### What you need to do
Output the material word for word. Leave each picture out.

(Pointing dataset records)
━━━━━━
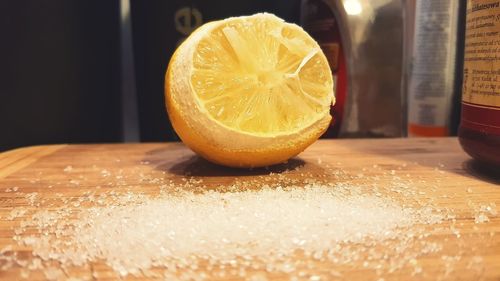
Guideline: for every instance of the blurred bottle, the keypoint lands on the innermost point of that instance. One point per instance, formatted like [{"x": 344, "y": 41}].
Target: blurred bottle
[
  {"x": 59, "y": 72},
  {"x": 479, "y": 131},
  {"x": 434, "y": 50},
  {"x": 363, "y": 40},
  {"x": 159, "y": 26}
]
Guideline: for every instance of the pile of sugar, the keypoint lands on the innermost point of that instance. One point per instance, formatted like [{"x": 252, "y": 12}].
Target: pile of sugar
[{"x": 262, "y": 229}]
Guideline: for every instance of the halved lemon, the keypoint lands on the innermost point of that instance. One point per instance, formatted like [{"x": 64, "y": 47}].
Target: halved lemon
[{"x": 249, "y": 91}]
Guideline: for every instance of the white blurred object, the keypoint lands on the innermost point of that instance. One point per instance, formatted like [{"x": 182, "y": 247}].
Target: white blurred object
[{"x": 130, "y": 116}]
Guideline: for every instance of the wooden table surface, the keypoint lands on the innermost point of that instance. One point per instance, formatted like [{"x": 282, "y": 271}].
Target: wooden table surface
[{"x": 438, "y": 168}]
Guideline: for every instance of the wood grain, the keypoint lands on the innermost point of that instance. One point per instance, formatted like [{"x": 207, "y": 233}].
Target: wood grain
[{"x": 437, "y": 167}]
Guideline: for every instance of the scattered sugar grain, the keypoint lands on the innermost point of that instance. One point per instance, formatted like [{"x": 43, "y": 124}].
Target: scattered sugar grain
[{"x": 262, "y": 226}]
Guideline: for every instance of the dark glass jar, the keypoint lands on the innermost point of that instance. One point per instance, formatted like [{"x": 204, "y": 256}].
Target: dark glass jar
[{"x": 479, "y": 132}]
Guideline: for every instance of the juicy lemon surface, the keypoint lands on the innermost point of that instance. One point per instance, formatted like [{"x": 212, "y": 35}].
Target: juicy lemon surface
[{"x": 249, "y": 91}]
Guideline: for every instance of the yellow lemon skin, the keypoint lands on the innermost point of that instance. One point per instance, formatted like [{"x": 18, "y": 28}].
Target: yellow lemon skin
[{"x": 221, "y": 143}]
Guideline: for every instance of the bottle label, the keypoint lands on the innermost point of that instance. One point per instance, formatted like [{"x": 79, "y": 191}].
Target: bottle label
[
  {"x": 432, "y": 76},
  {"x": 481, "y": 84}
]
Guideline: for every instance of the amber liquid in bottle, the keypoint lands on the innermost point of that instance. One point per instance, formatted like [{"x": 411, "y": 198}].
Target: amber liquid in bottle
[{"x": 479, "y": 131}]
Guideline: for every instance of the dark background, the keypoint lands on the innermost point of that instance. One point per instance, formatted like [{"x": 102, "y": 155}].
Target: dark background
[{"x": 61, "y": 63}]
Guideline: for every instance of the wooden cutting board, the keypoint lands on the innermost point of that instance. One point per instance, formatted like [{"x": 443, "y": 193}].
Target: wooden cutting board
[{"x": 437, "y": 167}]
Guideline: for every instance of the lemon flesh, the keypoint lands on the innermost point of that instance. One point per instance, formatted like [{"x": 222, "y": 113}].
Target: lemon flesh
[{"x": 261, "y": 81}]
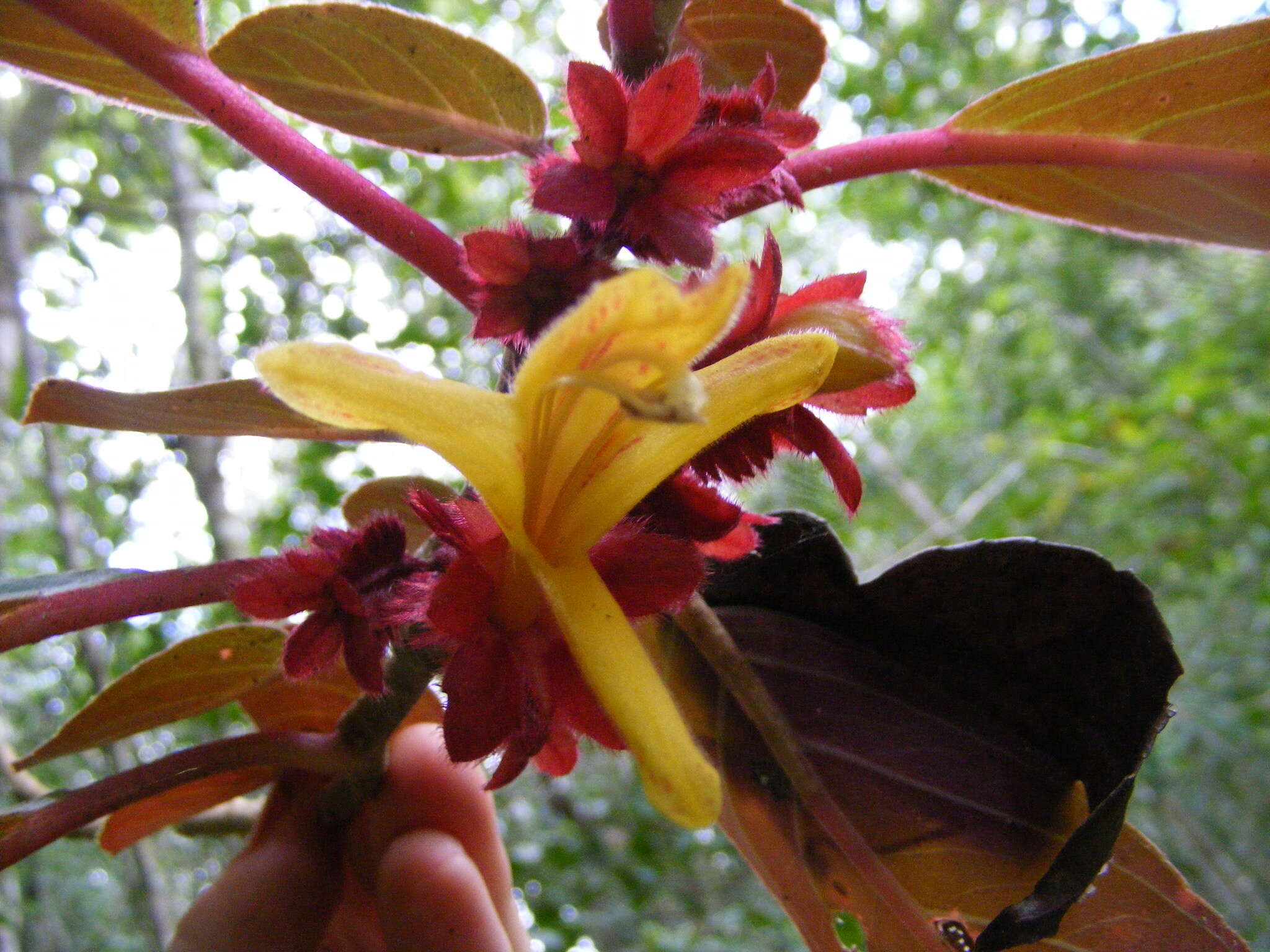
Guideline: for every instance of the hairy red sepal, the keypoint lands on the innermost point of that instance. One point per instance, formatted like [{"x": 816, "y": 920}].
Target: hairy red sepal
[
  {"x": 525, "y": 281},
  {"x": 647, "y": 172},
  {"x": 343, "y": 579},
  {"x": 511, "y": 683},
  {"x": 597, "y": 100}
]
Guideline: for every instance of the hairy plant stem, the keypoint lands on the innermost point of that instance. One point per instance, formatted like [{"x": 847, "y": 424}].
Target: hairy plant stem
[
  {"x": 366, "y": 726},
  {"x": 946, "y": 148},
  {"x": 196, "y": 81}
]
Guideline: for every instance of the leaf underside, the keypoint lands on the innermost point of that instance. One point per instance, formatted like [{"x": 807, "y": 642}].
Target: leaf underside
[
  {"x": 33, "y": 42},
  {"x": 733, "y": 40},
  {"x": 962, "y": 711},
  {"x": 1197, "y": 92},
  {"x": 235, "y": 408},
  {"x": 182, "y": 681},
  {"x": 386, "y": 76}
]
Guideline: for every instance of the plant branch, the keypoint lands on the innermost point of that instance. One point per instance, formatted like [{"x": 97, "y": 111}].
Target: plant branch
[
  {"x": 196, "y": 81},
  {"x": 143, "y": 593},
  {"x": 946, "y": 148},
  {"x": 318, "y": 753},
  {"x": 366, "y": 726}
]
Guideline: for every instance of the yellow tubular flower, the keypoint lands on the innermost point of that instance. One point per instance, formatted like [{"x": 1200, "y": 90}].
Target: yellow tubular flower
[{"x": 603, "y": 409}]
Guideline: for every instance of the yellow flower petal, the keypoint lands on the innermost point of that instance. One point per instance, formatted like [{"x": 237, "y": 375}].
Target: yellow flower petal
[
  {"x": 626, "y": 348},
  {"x": 474, "y": 430},
  {"x": 677, "y": 778},
  {"x": 863, "y": 357},
  {"x": 771, "y": 375},
  {"x": 637, "y": 312}
]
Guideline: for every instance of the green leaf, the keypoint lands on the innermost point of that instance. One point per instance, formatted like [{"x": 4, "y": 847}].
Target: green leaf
[
  {"x": 386, "y": 76},
  {"x": 186, "y": 679},
  {"x": 733, "y": 40},
  {"x": 1204, "y": 94},
  {"x": 33, "y": 42},
  {"x": 16, "y": 592}
]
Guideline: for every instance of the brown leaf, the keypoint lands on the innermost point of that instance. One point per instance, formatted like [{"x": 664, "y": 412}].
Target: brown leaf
[
  {"x": 138, "y": 821},
  {"x": 182, "y": 681},
  {"x": 953, "y": 712},
  {"x": 1207, "y": 94},
  {"x": 388, "y": 76},
  {"x": 33, "y": 42},
  {"x": 389, "y": 495},
  {"x": 733, "y": 38},
  {"x": 235, "y": 408}
]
━━━━━━
### Complete answer
Guideline: for every instance of the blurred bottle, the keypoint lands on the innermost point of that instance. One point per instance, formatted like [{"x": 344, "y": 41}].
Target: blurred bottle
[
  {"x": 59, "y": 72},
  {"x": 479, "y": 131},
  {"x": 434, "y": 50},
  {"x": 363, "y": 40},
  {"x": 159, "y": 26}
]
Guideline: for every instance of the pile of sugar, the keypoint lands on the innermost point of that instance. One point per instance, formatted like [{"x": 252, "y": 12}].
Target: pile of sugar
[{"x": 262, "y": 229}]
Guideline: for every instance of the halved lemon, the keypoint lands on the innermost point of that instance. One point per instance, formatted like [{"x": 64, "y": 47}].
Target: halved lemon
[{"x": 249, "y": 91}]
Guideline: for every instance of the white blurred object, the keypoint lands on the innermost point of that instance. One point per instance, formatted like [{"x": 182, "y": 247}].
Target: white blurred object
[{"x": 130, "y": 116}]
Guideline: for every instance of the wooden table surface, the keypoint lands on the innermost point of that instance. One point per instance, formatted like [{"x": 282, "y": 271}].
Target: wooden table surface
[{"x": 438, "y": 168}]
Guideline: for every instance of the wood grain, the keypoint lands on the innermost point of that instance. One point per instance, formatted like [{"x": 207, "y": 233}].
Target: wood grain
[{"x": 437, "y": 167}]
Guideline: for every instance of the scattered sugar grain, the keypoint lands on the innermost point of that instance. One point per instance, formatted like [{"x": 43, "y": 124}].
Target: scattered sugar grain
[{"x": 262, "y": 226}]
Guideline: for every instance of the dark glass jar, the keypoint lands on the innermost point of that instance. One point per instance, formatted like [{"x": 204, "y": 256}].
Target: dark glass jar
[{"x": 479, "y": 132}]
Guideline: for every instance of the juicy lemon surface, the keypoint lands on the innermost point of that instance. One point per instance, formatted like [{"x": 212, "y": 35}].
Target: juicy lemon surface
[{"x": 249, "y": 91}]
Guideline: for every instance of the yellow lemon skin, the keypoint lands on the innermost point of that instance. One point per instance, formatted like [{"x": 18, "y": 28}].
Target: yellow lemon skin
[{"x": 221, "y": 143}]
Guideline: for every instance of the bottle label, the keypoint lands on the innermost point of that instance. One point per instance, formatted like [{"x": 79, "y": 191}].
Target: bottle label
[
  {"x": 432, "y": 76},
  {"x": 481, "y": 84}
]
Guideline: for every instance of the amber liquid in bottle, the keypoint lands on the innermost point of that instance. One point per instance, formatted like [{"x": 411, "y": 198}].
Target: amber liquid in bottle
[{"x": 479, "y": 131}]
Guideline: for every instance of the dark background, the keypoint lands on the innermost point of that instance. One point per instance, formatted like [{"x": 102, "y": 155}].
Target: dark background
[{"x": 61, "y": 63}]
Guideline: for every instance of the wooden cutting board, the keypoint lands on the innermost point of that instance. One point per instance, formatted like [{"x": 443, "y": 193}].
Target: wooden cutting board
[{"x": 437, "y": 167}]
Guideline: for every instance of the lemon flesh, the keypoint lands on the innermost point of that instance. One point per instance, formatted like [{"x": 222, "y": 113}].
Target: lemon flesh
[{"x": 261, "y": 81}]
Guideline: for every instance of the hairy red sepal, the keypoint lands on the innermost point of that instance. One point per instance, formatted like [{"x": 816, "y": 920}].
Target: hairy red sepal
[
  {"x": 525, "y": 281},
  {"x": 647, "y": 172},
  {"x": 343, "y": 579},
  {"x": 511, "y": 683},
  {"x": 597, "y": 100}
]
Guideline: for every instance of the hairy plant stem, the keypoint lands on the innermost point of that instance. One point per instance, formatted like [{"x": 847, "y": 424}].
Target: hairy plant stem
[
  {"x": 366, "y": 726},
  {"x": 946, "y": 148},
  {"x": 196, "y": 81}
]
Guideline: for every instance of the leaf underside, the keypoint lands on the innermost point of that instance. One point per instance, formatted like [{"x": 807, "y": 642}].
Target: leaf underside
[
  {"x": 33, "y": 42},
  {"x": 733, "y": 40},
  {"x": 962, "y": 711},
  {"x": 1197, "y": 92},
  {"x": 235, "y": 408},
  {"x": 182, "y": 681},
  {"x": 386, "y": 76}
]
Guideline: for every instance of the plant branch, the keypoint lands on the innermost point of that instance. One point per instance, formatted like [{"x": 97, "y": 111}].
Target: plant branch
[
  {"x": 196, "y": 81},
  {"x": 143, "y": 593},
  {"x": 946, "y": 148},
  {"x": 318, "y": 753},
  {"x": 366, "y": 726}
]
Guideline: for every instance of the yellow tubular flower, the keypoint lands on the innermost point of that instance. One point per instance, formatted like [{"x": 1200, "y": 90}].
Target: yellow tubular flower
[{"x": 603, "y": 409}]
Guideline: for every instance of the yellow flower petal, the keypoint lands on the innermost point of that instance. One point per instance, formatted like [{"x": 237, "y": 375}].
Target: yellow flower petal
[
  {"x": 626, "y": 348},
  {"x": 474, "y": 430},
  {"x": 677, "y": 778},
  {"x": 863, "y": 357},
  {"x": 771, "y": 375},
  {"x": 637, "y": 312}
]
Guideline: for every instance of the green leaf, the keypoint lands on the innermost point of that instance. One point per instance, formatted like [{"x": 4, "y": 847}].
Target: green leaf
[
  {"x": 386, "y": 76},
  {"x": 186, "y": 679},
  {"x": 733, "y": 40},
  {"x": 1204, "y": 94},
  {"x": 33, "y": 42},
  {"x": 16, "y": 592}
]
Guideline: for every instance of the brown leaf, the keypoint lands on the innermost point of that instance. One point per instance, formatted like [{"x": 664, "y": 412}].
Target: brown leaf
[
  {"x": 138, "y": 821},
  {"x": 182, "y": 681},
  {"x": 953, "y": 712},
  {"x": 1207, "y": 94},
  {"x": 388, "y": 76},
  {"x": 33, "y": 42},
  {"x": 389, "y": 495},
  {"x": 733, "y": 38},
  {"x": 235, "y": 408}
]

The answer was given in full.